**What needs to be done:**
Convert the items below, from their first line through the line containing "pixel 644 353" (both ends included), into a Markdown table with the columns "No." and "Text". Give each line its own numbered row and leave out blank lines.

-- start of Extracted records --

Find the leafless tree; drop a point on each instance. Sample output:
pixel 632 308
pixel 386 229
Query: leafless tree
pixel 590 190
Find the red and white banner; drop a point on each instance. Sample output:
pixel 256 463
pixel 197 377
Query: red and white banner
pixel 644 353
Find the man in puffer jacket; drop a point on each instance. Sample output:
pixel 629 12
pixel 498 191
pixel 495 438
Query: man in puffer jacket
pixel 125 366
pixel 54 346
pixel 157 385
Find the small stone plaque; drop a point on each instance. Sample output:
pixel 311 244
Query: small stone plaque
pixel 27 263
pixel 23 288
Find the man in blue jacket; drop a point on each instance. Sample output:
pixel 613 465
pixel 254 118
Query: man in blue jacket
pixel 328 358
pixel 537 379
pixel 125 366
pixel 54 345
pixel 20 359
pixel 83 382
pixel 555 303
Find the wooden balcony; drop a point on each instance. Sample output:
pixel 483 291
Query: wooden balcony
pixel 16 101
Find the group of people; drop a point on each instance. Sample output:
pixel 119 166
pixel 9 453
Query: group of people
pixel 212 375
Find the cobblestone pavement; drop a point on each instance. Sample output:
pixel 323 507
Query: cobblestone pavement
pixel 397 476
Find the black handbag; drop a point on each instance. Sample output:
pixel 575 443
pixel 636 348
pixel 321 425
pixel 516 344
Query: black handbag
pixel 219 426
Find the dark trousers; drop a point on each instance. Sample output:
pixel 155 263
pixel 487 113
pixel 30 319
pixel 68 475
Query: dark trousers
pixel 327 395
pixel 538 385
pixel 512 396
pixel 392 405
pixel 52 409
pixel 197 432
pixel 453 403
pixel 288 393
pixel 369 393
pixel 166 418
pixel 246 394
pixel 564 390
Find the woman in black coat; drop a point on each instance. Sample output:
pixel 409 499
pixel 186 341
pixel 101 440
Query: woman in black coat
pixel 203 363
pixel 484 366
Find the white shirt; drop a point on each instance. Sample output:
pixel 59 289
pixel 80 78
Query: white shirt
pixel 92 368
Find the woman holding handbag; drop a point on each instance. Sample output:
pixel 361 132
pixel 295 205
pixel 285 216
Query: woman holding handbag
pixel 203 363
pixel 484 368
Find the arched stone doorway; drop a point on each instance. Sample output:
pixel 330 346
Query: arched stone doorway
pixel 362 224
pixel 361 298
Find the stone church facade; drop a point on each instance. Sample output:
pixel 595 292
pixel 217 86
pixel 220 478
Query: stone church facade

-- end of Extracted records --

**Exercise result:**
| No. | Text |
|---|---|
| 1 | Find the leafless tree; drop a point on each instance. Sample output: |
| 2 | pixel 632 308 |
| 3 | pixel 386 229 |
| 4 | Query: leafless tree |
| 5 | pixel 590 190 |
| 6 | Find the red and white banner; drop a point on each instance. Sample output: |
| 7 | pixel 256 463 |
| 8 | pixel 197 377 |
| 9 | Query: red and white banner |
| 10 | pixel 644 353 |